──────── Data for analysis ────────

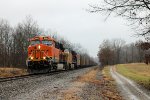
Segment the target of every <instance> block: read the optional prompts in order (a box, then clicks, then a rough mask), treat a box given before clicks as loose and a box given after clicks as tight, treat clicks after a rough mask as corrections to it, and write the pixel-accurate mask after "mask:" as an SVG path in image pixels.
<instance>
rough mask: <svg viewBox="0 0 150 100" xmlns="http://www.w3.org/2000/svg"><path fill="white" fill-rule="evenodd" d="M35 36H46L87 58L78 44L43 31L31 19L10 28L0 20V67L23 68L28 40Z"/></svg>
mask: <svg viewBox="0 0 150 100" xmlns="http://www.w3.org/2000/svg"><path fill="white" fill-rule="evenodd" d="M37 35H48V36H51V37H53V38H55V39H56V40H57V41H59V42H62V43H63V44H64V45H65V47H66V48H68V49H71V50H75V51H76V52H77V53H82V54H84V55H86V56H89V55H88V54H87V53H86V50H85V49H83V48H82V47H81V46H80V44H72V43H70V42H69V41H68V40H66V39H64V38H62V37H60V36H58V34H56V32H51V31H49V30H47V31H45V30H43V29H42V28H40V27H39V26H38V24H37V23H36V22H35V21H34V20H33V19H32V18H31V17H26V19H25V20H24V21H22V22H21V23H18V24H17V25H16V26H15V27H12V26H11V25H10V24H9V23H8V21H7V20H4V19H0V67H3V66H6V67H25V66H26V59H27V48H28V46H29V39H30V38H32V37H34V36H37Z"/></svg>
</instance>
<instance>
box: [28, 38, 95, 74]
mask: <svg viewBox="0 0 150 100" xmlns="http://www.w3.org/2000/svg"><path fill="white" fill-rule="evenodd" d="M59 64H62V65H63V69H65V70H69V69H73V68H79V67H84V66H90V65H93V64H94V62H93V61H92V60H91V59H90V58H89V57H87V56H83V55H80V54H77V53H76V51H73V50H69V49H67V48H65V47H64V46H63V44H62V43H59V42H57V41H56V40H55V39H54V38H52V37H49V36H36V37H34V38H31V39H30V45H29V47H28V58H27V60H26V65H27V67H28V71H29V72H30V73H34V71H36V72H38V71H41V70H46V71H47V72H50V71H52V70H57V69H58V65H59Z"/></svg>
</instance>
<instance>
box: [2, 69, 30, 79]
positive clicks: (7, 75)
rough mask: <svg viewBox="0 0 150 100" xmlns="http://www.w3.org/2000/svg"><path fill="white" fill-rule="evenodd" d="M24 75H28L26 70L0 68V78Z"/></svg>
mask: <svg viewBox="0 0 150 100" xmlns="http://www.w3.org/2000/svg"><path fill="white" fill-rule="evenodd" d="M26 74H28V73H27V70H26V69H20V68H0V78H6V77H14V76H20V75H26Z"/></svg>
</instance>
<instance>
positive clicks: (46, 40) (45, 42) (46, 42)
mask: <svg viewBox="0 0 150 100" xmlns="http://www.w3.org/2000/svg"><path fill="white" fill-rule="evenodd" d="M52 43H53V42H52V41H49V40H42V44H45V45H48V46H51V45H52Z"/></svg>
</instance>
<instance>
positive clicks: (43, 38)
mask: <svg viewBox="0 0 150 100" xmlns="http://www.w3.org/2000/svg"><path fill="white" fill-rule="evenodd" d="M33 40H52V41H55V39H54V38H52V37H50V36H35V37H33V38H31V39H30V41H33Z"/></svg>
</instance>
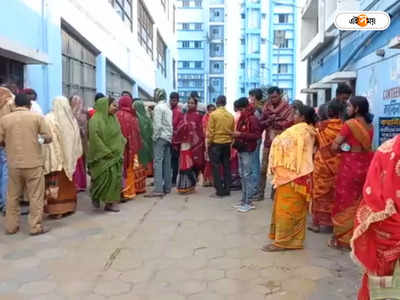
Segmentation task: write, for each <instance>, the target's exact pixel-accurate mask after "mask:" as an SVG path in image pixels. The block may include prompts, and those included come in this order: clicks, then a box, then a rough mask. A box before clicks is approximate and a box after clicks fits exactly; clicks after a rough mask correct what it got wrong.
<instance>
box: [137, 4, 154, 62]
mask: <svg viewBox="0 0 400 300" xmlns="http://www.w3.org/2000/svg"><path fill="white" fill-rule="evenodd" d="M138 27H139V28H138V37H139V44H140V45H142V47H143V48H144V49H145V50H146V52H147V54H149V55H150V56H151V57H152V58H153V21H152V20H151V18H150V15H149V13H148V12H147V10H146V8H145V7H144V5H143V3H142V1H138Z"/></svg>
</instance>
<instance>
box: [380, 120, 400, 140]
mask: <svg viewBox="0 0 400 300" xmlns="http://www.w3.org/2000/svg"><path fill="white" fill-rule="evenodd" d="M398 134H400V117H393V118H379V144H380V145H381V144H382V143H384V142H385V141H387V140H390V139H392V138H393V137H395V136H396V135H398Z"/></svg>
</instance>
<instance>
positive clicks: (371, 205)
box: [351, 135, 400, 300]
mask: <svg viewBox="0 0 400 300" xmlns="http://www.w3.org/2000/svg"><path fill="white" fill-rule="evenodd" d="M399 207H400V135H397V136H396V137H395V138H393V139H392V140H389V141H387V142H385V143H384V144H383V145H382V146H381V147H379V149H378V150H377V152H376V154H375V156H374V159H373V161H372V163H371V167H370V169H369V171H368V175H367V179H366V182H365V186H364V193H363V200H362V201H361V204H360V206H359V208H358V210H357V214H356V218H355V227H354V228H355V229H354V235H353V239H352V241H351V244H352V257H353V259H354V260H356V261H357V262H359V263H360V264H361V265H362V267H363V268H364V270H365V275H364V278H363V282H362V287H361V290H360V292H359V295H358V299H359V300H369V299H370V296H369V287H368V285H369V278H368V275H370V276H379V277H381V276H392V275H393V271H394V267H395V263H396V262H397V261H398V260H399V259H400V213H399V211H398V209H399ZM379 282H380V285H382V284H383V283H384V281H383V280H382V281H381V280H380V281H379ZM384 287H385V286H384Z"/></svg>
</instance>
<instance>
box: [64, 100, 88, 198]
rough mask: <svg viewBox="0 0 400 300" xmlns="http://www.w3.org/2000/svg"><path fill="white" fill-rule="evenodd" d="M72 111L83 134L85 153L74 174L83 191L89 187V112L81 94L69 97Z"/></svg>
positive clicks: (79, 162) (80, 132) (76, 168)
mask: <svg viewBox="0 0 400 300" xmlns="http://www.w3.org/2000/svg"><path fill="white" fill-rule="evenodd" d="M69 103H70V105H71V109H72V113H73V115H74V117H75V119H76V121H77V122H78V125H79V132H80V134H81V140H82V148H83V155H82V157H80V158H79V160H78V162H77V164H76V170H75V173H74V176H73V181H74V183H75V186H76V189H77V191H78V192H83V191H85V190H86V188H87V175H86V155H87V150H88V119H89V116H88V112H87V110H85V108H84V103H83V100H82V98H81V97H80V96H78V95H75V96H72V97H71V98H70V99H69Z"/></svg>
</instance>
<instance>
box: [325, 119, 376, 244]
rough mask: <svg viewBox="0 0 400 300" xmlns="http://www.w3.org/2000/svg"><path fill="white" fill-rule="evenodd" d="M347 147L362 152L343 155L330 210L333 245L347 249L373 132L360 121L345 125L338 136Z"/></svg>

────────

Directions for this task |
Every line above must appear in the answer unchanged, and no picture may appear in it.

Exercise response |
Segment the target of every <instance> block: read the optional prompts in order (a box, then clicks, then a rough mask), treat a box given before clicks as loose and a box given after clicks as tight, treat clicks after a rough mask as corrections to it, and write the pixel-accurate mask after "mask:" as an SVG path in image pixels.
<instance>
rough mask: <svg viewBox="0 0 150 100" xmlns="http://www.w3.org/2000/svg"><path fill="white" fill-rule="evenodd" d="M35 36H46L87 58L78 44L43 31L31 19L10 28L0 20V67L23 68L28 40Z"/></svg>
mask: <svg viewBox="0 0 150 100" xmlns="http://www.w3.org/2000/svg"><path fill="white" fill-rule="evenodd" d="M37 35H48V36H51V37H53V38H55V39H56V40H57V41H59V42H62V43H63V44H64V45H65V47H66V48H68V49H71V50H75V51H76V52H77V53H82V54H84V55H86V56H89V55H88V54H87V53H86V50H85V49H83V48H82V47H81V46H80V44H72V43H70V42H69V41H68V40H66V39H64V38H62V37H60V36H58V34H56V32H51V31H49V30H47V31H45V30H43V29H42V28H40V27H39V26H38V24H37V23H36V22H35V21H34V20H33V19H32V18H31V17H26V19H25V20H24V21H22V22H21V23H18V24H17V25H16V26H15V27H12V26H11V25H10V24H9V23H8V21H7V20H4V19H0V67H3V66H6V67H25V66H26V59H27V48H28V46H29V39H30V38H32V37H34V36H37Z"/></svg>
</instance>
<instance>
box: [28, 38, 95, 74]
mask: <svg viewBox="0 0 150 100" xmlns="http://www.w3.org/2000/svg"><path fill="white" fill-rule="evenodd" d="M59 64H62V65H63V69H65V70H69V69H73V68H79V67H84V66H90V65H93V64H94V62H93V61H92V60H91V59H90V58H89V57H87V56H83V55H80V54H77V53H76V51H73V50H69V49H67V48H65V47H64V46H63V44H62V43H59V42H57V41H56V40H55V39H54V38H52V37H49V36H36V37H34V38H31V39H30V45H29V47H28V58H27V60H26V65H27V67H28V71H29V72H30V73H34V71H36V72H38V71H41V70H46V71H47V72H50V71H52V70H57V69H58V65H59Z"/></svg>
</instance>
<instance>
box: [2, 69, 30, 79]
positive clicks: (7, 75)
rough mask: <svg viewBox="0 0 150 100" xmlns="http://www.w3.org/2000/svg"><path fill="white" fill-rule="evenodd" d="M24 75H28L26 70L0 68V78Z"/></svg>
mask: <svg viewBox="0 0 150 100" xmlns="http://www.w3.org/2000/svg"><path fill="white" fill-rule="evenodd" d="M26 74H28V73H27V70H26V69H20V68H0V78H6V77H14V76H20V75H26Z"/></svg>
</instance>
<instance>
positive clicks: (46, 40) (45, 42) (46, 42)
mask: <svg viewBox="0 0 150 100" xmlns="http://www.w3.org/2000/svg"><path fill="white" fill-rule="evenodd" d="M52 43H53V42H52V41H49V40H42V44H45V45H48V46H51V45H52Z"/></svg>
</instance>
<instance>
positive clicks: (43, 38)
mask: <svg viewBox="0 0 150 100" xmlns="http://www.w3.org/2000/svg"><path fill="white" fill-rule="evenodd" d="M33 40H52V41H55V39H54V38H52V37H50V36H35V37H33V38H31V39H30V41H33Z"/></svg>
</instance>
Segmentation task: write, for each <instance>, the target's exact pixel-accurate mask after "mask:" as an SVG path in image pixels. The block may include prompts, and those included come in this order: clicks, then a box, then a rough mask. A box before clicks is approximate and a box after clicks fits exactly; clicks after a rough mask correct what it got wrong.
<instance>
box: [137, 4, 154, 62]
mask: <svg viewBox="0 0 400 300" xmlns="http://www.w3.org/2000/svg"><path fill="white" fill-rule="evenodd" d="M138 27H139V28H138V37H139V44H140V45H142V47H143V48H144V49H145V50H146V52H147V54H149V55H150V56H151V57H152V58H153V21H152V20H151V18H150V15H149V13H148V12H147V10H146V8H145V7H144V5H143V3H142V1H138Z"/></svg>
</instance>
<instance>
box: [380, 120, 400, 140]
mask: <svg viewBox="0 0 400 300" xmlns="http://www.w3.org/2000/svg"><path fill="white" fill-rule="evenodd" d="M398 134H400V117H393V118H379V144H380V145H381V144H382V143H384V142H385V141H387V140H390V139H392V138H393V137H395V136H396V135H398Z"/></svg>
</instance>
<instance>
positive clicks: (371, 205)
box: [351, 135, 400, 300]
mask: <svg viewBox="0 0 400 300" xmlns="http://www.w3.org/2000/svg"><path fill="white" fill-rule="evenodd" d="M399 207H400V135H397V136H396V137H395V138H393V139H392V140H389V141H387V142H385V143H384V144H383V145H382V146H381V147H379V149H378V150H377V152H376V154H375V156H374V159H373V161H372V163H371V167H370V169H369V171H368V175H367V179H366V182H365V186H364V193H363V200H362V201H361V204H360V206H359V208H358V210H357V214H356V218H355V227H354V228H355V229H354V235H353V239H352V241H351V244H352V257H353V259H354V260H356V261H357V262H359V263H360V264H361V265H362V267H363V268H364V270H365V275H364V278H363V282H362V287H361V290H360V292H359V295H358V299H359V300H369V299H370V296H369V287H368V285H369V278H368V275H370V276H379V277H381V276H392V275H393V271H394V267H395V263H396V262H397V261H398V260H399V259H400V213H399V211H398V209H399ZM379 282H380V285H382V284H383V283H384V281H383V280H382V281H381V280H380V281H379ZM384 287H385V286H384Z"/></svg>
</instance>
<instance>
box: [64, 100, 88, 198]
rough mask: <svg viewBox="0 0 400 300" xmlns="http://www.w3.org/2000/svg"><path fill="white" fill-rule="evenodd" d="M72 111L83 134L85 153L74 174L83 191L89 187V112L81 94L69 97Z"/></svg>
positive clicks: (79, 162) (80, 132) (76, 168)
mask: <svg viewBox="0 0 400 300" xmlns="http://www.w3.org/2000/svg"><path fill="white" fill-rule="evenodd" d="M69 103H70V105H71V109H72V113H73V115H74V117H75V119H76V121H77V122H78V125H79V132H80V134H81V140H82V148H83V155H82V157H80V158H79V160H78V162H77V164H76V170H75V173H74V176H73V181H74V183H75V186H76V189H77V191H78V192H83V191H85V190H86V188H87V175H86V155H87V150H88V119H89V116H88V112H87V110H85V108H84V103H83V100H82V98H81V97H80V96H78V95H75V96H72V97H71V98H70V99H69Z"/></svg>
</instance>
<instance>
box: [325, 119, 376, 244]
rough mask: <svg viewBox="0 0 400 300" xmlns="http://www.w3.org/2000/svg"><path fill="white" fill-rule="evenodd" d="M347 147L362 152L343 155L330 210L333 245L347 249L373 132L360 121L345 125L338 136Z"/></svg>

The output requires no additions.